## INFORMATION PROVIDED
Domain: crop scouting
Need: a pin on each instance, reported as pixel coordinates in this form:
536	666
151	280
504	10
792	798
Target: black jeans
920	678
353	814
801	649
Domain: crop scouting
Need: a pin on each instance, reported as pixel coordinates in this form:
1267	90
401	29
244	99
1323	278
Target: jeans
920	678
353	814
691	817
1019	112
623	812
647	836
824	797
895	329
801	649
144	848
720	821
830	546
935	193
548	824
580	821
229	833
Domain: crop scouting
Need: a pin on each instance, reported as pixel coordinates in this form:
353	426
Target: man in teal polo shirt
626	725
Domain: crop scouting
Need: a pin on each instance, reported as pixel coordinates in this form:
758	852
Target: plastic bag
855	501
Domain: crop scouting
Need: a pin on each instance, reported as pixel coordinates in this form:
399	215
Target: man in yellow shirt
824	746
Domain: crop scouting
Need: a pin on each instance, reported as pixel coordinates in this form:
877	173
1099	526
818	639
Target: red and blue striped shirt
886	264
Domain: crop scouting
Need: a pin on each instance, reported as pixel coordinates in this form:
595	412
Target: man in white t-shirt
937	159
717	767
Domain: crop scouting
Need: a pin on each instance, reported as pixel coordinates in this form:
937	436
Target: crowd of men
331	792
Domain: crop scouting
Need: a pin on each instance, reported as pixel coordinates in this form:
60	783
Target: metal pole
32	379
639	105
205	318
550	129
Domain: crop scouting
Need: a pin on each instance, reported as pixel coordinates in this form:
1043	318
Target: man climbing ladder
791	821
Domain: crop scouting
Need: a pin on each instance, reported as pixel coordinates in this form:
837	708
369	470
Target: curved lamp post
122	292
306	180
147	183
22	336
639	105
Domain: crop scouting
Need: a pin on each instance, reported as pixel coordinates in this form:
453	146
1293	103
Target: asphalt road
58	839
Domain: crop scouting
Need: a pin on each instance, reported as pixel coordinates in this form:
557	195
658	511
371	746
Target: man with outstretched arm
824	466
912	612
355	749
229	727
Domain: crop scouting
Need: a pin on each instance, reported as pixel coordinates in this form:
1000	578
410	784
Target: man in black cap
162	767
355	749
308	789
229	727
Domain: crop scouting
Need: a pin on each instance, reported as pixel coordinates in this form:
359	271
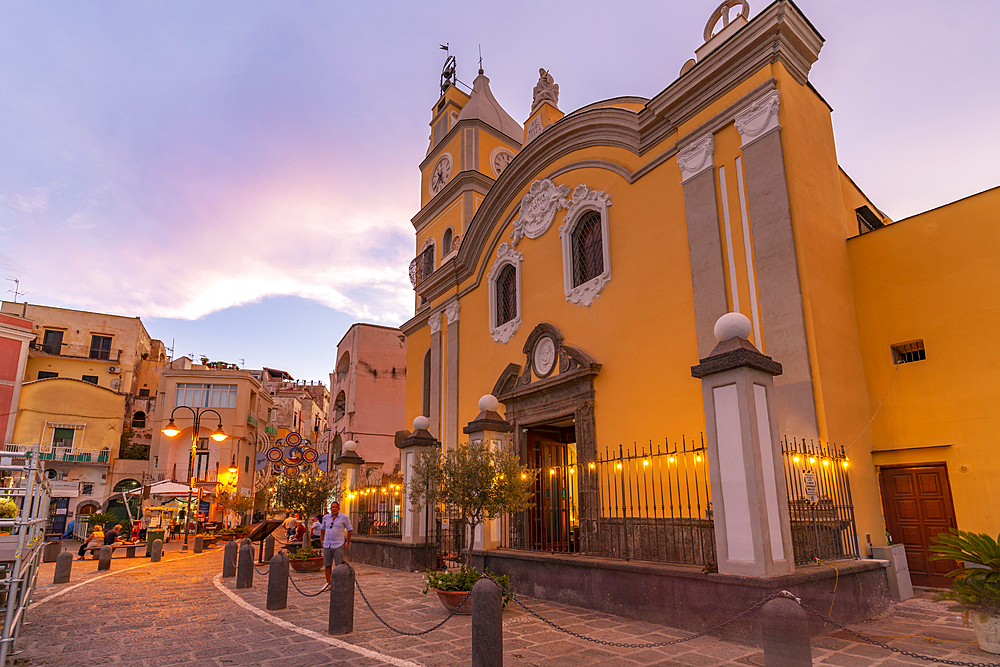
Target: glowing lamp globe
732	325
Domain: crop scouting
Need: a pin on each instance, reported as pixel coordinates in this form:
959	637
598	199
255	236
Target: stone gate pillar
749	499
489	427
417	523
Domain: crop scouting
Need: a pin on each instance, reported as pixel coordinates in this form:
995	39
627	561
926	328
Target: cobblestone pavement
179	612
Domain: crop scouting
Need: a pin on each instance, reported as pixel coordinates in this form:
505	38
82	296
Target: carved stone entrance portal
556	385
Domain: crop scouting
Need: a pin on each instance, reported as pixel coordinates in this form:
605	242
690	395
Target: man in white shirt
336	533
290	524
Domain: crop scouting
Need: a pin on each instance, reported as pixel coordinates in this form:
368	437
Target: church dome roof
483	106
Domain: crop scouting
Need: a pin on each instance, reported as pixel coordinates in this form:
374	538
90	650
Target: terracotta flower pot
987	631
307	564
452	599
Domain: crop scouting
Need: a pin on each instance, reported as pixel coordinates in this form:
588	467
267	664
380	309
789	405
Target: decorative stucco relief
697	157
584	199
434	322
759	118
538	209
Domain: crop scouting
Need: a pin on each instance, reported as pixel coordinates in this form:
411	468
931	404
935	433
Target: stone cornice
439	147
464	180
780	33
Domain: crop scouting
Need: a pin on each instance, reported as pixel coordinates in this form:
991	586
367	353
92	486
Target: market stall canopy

## GOAL OF THE EXERCISE
Repeat the listing word for word, omitting the pictures.

## PROBLEM SOLUTION
Domain: crop scouting
Need: a pin on each instance, reported as pixel coordinates in this form:
536	666
151	280
504	10
792	798
Target: black jeans
920	678
353	814
801	649
Domain: crop scouting
Need: a pin on each instance, reported as pixel coordinates in this form:
1267	90
401	29
244	99
1323	278
Target: jeans
920	678
353	814
691	817
1019	112
623	812
647	836
824	797
895	329
801	649
144	848
720	821
830	546
935	193
548	824
580	821
229	833
Domain: crop scouting
Need: a pin on each instance, reported as pixel coordinates in this form:
353	426
Target: man in teal polo shirt
626	725
Domain: crop scouting
Need: a pin on each instance, reported as pixel coordinates in this form:
758	852
Target: plastic bag
855	501
Domain: crop scouting
Need: a pin on each instance, reported as pixel coordinates in this form:
399	215
Target: man in yellow shirt
824	746
Domain: crop scouting
Need: a pin on each instance, reported as pixel coordinates in this form:
877	173
1099	526
818	639
Target: red and blue striped shirt
886	264
Domain: crop scouting
Need: a pin on each instance, reported as pixel coordinates in this form:
595	412
Target: man in white t-shirt
937	159
717	767
Domain: crop scouting
Need: a pin on each instance, reported as pixel coordinates in this form:
937	436
Target: crowd of men
331	792
Domain: crop scouting
Need: a pin on each instance, reported as pixel coordinates in this form:
60	783
Target: metal pole
32	379
639	105
205	318
550	129
Domain: crop scouting
Need: a pin on each instance, reported as pixel coordinates in this form:
1043	318
Target: man climbing ladder
791	821
Domain: crop scouting
Need: a pin on each instance, reported as pixel coordinates in this form:
837	708
369	470
Target: curved lamp post
122	292
306	180
147	183
22	336
639	105
Domain: crop scouting
Need: a pin on each instance, reported as pixel coordinates in this form:
453	146
1293	103
Target: asphalt road
58	839
Domain: crop scouting
Need: a pin on each instance, reported as pixel coordinates in this form:
557	195
658	511
371	746
Target: man with outstretched arm
824	466
912	612
355	749
229	727
Domain: crop scouting
Need: a pin on each instance, reported as pixel coordinates in this form:
1000	578
410	784
Target: man in black cap
162	767
355	749
308	789
229	727
Domain: crop scouting
Need: a pin on each instance, reported as pixel coordinates in this form:
359	271
Target: glowing lamp globe
732	325
Domain: crop scouting
Need: a pin on each instance, reported as pixel coordinates in this form:
959	637
598	199
255	236
Target: stone gate pillar
749	499
489	427
417	523
Domain: crop scouting
Need: a pin on each instance, reported as pixel coordinates in this form:
995	39
627	561
926	328
Target: cobblestone pavement
179	612
Domain: crop scouting
Need: a pin on each instance, reported as pixel coordinates in this form:
505	38
82	296
Target: carved stone entrance portal
556	385
Domain: crop scouting
Need: a pin on each instance, reported as pixel coordinates in this form:
605	242
690	395
Target: man in white shirt
336	533
290	524
Domain: crop scouting
Need: a pin on each instance, reported as pixel coordinates in this form:
368	437
Target: church dome roof
483	106
Domain: crop scouting
Need: a pin on each instance, reported as pixel coordinates in this form:
374	538
90	650
Target: terracotta flower pot
987	631
307	564
452	599
Domain: crop scouting
Need: a pin on each instance, reported as pixel coordinates in this form:
588	467
267	664
380	309
789	405
Target: decorative stucco relief
697	157
584	199
434	322
759	118
538	209
Domain: crop scouting
Need: a pin on each instance, reported as pixel coordinates in this form:
411	468
931	404
935	433
Target: stone cornice
439	147
464	180
780	33
Domain: crop scouting
Need: a pin on each instance, reported as pixel coordinates in this form:
991	586
367	353
92	486
Target: market stall canopy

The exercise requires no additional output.